[Collection entries]
----

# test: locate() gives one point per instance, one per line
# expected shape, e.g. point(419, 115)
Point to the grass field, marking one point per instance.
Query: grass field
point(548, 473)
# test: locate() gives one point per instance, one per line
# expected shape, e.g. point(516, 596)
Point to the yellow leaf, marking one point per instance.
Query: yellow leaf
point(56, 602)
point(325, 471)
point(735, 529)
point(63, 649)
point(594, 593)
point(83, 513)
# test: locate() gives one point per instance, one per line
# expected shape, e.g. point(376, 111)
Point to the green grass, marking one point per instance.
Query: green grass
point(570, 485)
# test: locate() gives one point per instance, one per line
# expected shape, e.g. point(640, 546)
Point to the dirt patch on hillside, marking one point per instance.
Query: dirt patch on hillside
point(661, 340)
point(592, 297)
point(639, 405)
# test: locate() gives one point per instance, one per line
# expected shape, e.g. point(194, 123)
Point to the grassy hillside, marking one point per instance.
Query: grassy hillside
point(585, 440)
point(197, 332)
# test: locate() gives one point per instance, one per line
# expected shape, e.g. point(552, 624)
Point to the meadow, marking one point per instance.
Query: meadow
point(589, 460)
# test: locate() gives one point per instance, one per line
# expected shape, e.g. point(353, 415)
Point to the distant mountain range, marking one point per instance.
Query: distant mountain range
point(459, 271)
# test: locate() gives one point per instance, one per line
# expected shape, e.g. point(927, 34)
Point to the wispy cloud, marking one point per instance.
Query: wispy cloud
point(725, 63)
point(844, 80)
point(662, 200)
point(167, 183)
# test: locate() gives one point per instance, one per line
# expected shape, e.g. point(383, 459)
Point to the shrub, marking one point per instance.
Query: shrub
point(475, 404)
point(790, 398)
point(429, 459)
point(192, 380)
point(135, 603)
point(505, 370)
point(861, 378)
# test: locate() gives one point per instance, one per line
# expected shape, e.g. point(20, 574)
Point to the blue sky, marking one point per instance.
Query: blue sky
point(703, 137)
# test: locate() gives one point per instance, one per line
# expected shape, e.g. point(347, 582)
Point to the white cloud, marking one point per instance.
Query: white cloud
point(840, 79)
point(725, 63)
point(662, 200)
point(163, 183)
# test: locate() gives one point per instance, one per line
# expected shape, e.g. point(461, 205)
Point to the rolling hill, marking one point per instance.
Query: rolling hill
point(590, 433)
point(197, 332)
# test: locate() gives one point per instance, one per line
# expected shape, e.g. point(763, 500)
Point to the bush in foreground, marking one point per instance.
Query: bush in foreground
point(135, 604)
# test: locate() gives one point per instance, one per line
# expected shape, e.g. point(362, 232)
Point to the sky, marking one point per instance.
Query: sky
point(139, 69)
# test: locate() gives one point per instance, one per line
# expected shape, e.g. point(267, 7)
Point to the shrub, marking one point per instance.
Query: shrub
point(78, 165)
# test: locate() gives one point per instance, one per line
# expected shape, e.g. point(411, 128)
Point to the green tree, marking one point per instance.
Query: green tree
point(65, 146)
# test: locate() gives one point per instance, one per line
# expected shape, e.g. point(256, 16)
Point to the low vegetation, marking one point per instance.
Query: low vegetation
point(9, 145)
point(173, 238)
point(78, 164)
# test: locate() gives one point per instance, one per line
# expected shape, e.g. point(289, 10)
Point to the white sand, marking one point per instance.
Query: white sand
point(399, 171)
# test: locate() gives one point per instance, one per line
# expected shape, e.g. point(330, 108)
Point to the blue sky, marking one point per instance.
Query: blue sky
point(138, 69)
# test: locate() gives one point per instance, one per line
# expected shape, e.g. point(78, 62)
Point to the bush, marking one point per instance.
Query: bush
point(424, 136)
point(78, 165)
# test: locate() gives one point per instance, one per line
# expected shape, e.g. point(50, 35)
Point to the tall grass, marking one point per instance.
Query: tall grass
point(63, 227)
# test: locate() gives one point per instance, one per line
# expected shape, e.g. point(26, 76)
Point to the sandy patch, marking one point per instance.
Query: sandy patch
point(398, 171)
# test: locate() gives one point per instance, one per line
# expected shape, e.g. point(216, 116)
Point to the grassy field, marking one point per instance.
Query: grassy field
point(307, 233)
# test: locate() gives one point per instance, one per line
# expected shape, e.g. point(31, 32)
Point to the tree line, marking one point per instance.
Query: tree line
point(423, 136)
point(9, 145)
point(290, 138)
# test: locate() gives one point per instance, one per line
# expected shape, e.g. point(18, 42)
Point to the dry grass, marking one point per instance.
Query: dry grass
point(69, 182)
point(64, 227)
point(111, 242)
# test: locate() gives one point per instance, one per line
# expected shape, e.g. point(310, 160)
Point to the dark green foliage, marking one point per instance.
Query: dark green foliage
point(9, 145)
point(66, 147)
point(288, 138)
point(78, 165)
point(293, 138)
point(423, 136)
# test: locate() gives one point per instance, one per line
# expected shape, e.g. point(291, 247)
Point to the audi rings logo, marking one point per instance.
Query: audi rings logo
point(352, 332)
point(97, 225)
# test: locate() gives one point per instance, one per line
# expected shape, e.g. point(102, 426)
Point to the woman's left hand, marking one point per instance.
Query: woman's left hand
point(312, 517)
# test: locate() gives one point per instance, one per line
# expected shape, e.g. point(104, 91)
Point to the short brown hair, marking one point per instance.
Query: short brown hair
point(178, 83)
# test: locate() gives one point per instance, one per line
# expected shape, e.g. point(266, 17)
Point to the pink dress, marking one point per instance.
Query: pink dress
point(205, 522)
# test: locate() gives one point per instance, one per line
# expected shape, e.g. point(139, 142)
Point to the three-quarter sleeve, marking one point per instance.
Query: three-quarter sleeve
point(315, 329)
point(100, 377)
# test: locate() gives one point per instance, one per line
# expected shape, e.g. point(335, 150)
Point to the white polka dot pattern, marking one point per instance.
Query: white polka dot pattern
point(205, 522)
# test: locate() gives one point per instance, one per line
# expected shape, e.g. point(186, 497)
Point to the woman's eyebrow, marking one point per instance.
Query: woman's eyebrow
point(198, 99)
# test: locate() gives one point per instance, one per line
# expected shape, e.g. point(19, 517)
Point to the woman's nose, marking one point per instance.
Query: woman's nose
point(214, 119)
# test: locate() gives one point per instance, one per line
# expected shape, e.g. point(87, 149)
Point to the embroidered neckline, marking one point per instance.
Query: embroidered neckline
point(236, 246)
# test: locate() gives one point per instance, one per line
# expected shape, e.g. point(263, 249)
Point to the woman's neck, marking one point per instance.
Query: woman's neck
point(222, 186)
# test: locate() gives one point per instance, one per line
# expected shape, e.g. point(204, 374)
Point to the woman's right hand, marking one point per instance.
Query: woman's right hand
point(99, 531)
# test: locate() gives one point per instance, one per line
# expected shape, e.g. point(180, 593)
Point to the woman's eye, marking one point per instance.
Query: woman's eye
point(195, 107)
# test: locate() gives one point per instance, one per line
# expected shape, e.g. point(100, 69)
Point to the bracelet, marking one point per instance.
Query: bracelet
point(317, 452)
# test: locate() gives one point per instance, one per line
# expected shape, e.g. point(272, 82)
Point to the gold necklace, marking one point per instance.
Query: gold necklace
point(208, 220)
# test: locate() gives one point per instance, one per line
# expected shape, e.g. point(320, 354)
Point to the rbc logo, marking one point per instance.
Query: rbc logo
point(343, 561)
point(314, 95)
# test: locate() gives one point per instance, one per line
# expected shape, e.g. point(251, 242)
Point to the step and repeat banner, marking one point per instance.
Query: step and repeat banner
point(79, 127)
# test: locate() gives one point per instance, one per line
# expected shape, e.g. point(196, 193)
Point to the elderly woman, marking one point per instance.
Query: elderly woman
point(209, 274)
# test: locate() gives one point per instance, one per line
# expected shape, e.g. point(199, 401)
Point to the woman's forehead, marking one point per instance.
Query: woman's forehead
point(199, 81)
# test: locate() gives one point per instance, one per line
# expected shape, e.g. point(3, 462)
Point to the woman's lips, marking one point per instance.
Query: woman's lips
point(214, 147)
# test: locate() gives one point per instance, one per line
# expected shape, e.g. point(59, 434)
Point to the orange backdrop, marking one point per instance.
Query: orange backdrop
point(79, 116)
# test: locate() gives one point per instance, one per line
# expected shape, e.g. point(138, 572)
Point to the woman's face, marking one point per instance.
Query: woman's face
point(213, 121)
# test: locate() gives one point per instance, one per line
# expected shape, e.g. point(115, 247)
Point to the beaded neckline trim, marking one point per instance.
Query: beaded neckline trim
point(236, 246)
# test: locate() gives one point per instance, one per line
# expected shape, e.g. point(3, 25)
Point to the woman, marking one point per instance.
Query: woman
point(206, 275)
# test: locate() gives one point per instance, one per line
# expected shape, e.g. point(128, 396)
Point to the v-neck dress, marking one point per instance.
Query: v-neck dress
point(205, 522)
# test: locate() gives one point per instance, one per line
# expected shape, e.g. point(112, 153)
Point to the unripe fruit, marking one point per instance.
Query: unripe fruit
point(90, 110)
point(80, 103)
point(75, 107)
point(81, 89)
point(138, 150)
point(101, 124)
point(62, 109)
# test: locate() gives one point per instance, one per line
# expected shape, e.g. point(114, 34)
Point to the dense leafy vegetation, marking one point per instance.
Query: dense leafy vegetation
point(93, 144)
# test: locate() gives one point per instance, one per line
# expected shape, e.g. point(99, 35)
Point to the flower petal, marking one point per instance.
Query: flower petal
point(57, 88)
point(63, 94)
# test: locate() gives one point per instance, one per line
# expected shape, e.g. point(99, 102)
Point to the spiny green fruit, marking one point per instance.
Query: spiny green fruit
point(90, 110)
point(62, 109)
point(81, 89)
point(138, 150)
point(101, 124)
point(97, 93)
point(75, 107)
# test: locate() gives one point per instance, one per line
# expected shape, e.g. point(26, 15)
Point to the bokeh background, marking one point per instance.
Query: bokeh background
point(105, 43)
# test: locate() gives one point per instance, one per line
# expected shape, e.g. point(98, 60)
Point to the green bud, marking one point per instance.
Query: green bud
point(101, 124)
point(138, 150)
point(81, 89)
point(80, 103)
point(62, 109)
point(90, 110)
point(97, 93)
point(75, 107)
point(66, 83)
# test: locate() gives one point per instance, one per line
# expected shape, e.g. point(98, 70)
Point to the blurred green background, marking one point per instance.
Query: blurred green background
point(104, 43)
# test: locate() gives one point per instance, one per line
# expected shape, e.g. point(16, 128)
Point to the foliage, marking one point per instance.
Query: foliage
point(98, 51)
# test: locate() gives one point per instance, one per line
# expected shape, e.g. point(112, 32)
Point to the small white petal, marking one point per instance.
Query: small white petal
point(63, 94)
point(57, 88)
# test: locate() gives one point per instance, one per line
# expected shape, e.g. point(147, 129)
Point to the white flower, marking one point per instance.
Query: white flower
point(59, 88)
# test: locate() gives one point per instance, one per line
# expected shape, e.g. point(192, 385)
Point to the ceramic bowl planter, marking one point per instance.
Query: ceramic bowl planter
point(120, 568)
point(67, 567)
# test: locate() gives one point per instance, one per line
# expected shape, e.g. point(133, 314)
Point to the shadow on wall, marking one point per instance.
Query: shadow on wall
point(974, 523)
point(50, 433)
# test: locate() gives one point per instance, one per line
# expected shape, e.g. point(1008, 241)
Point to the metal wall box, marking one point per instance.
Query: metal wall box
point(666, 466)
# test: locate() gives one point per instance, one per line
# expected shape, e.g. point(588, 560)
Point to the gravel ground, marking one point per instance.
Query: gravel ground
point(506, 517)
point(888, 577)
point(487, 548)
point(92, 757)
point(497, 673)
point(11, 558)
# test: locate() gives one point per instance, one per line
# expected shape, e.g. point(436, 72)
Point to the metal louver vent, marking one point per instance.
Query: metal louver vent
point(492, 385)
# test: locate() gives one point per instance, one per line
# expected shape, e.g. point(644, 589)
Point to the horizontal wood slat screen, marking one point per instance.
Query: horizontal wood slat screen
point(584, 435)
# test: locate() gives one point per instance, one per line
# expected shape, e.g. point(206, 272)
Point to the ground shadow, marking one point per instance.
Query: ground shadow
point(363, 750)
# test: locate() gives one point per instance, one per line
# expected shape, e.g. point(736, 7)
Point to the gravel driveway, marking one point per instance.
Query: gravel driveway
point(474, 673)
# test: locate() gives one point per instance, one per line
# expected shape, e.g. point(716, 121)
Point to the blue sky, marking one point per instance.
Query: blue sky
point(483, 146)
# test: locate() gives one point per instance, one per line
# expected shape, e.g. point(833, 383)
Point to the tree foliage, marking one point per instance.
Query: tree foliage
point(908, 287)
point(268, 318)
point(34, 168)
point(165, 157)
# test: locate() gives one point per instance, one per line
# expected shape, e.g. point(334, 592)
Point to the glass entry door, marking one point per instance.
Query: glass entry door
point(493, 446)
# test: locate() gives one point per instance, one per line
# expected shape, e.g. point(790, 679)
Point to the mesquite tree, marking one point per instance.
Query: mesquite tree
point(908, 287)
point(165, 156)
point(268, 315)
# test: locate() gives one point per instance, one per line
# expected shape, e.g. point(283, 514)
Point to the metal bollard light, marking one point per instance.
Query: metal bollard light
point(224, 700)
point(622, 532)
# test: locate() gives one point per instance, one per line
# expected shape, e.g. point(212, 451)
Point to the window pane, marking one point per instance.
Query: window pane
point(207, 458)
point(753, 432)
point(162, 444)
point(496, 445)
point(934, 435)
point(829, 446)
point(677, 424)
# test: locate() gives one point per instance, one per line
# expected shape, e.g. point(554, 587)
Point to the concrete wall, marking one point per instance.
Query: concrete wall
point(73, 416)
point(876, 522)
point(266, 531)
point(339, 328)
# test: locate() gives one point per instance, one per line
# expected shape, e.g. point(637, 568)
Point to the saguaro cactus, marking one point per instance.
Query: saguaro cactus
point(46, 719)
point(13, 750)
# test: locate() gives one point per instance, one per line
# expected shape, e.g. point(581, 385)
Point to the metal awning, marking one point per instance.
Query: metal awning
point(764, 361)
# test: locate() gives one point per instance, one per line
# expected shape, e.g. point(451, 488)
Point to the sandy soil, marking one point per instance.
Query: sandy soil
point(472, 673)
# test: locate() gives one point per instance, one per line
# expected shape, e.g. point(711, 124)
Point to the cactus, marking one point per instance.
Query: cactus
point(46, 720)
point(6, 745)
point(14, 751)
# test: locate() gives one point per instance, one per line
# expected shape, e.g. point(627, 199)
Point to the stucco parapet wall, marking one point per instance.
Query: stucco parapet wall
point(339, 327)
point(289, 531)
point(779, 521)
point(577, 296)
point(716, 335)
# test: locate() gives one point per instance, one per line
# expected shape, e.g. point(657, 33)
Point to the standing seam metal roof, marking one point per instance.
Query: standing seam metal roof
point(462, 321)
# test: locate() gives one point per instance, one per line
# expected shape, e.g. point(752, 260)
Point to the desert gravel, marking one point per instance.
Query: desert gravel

----

**What you will do**:
Count the lines in the rows above that contain the string "gravel", matching case exactly, and give only the number.

**Complete output**:
6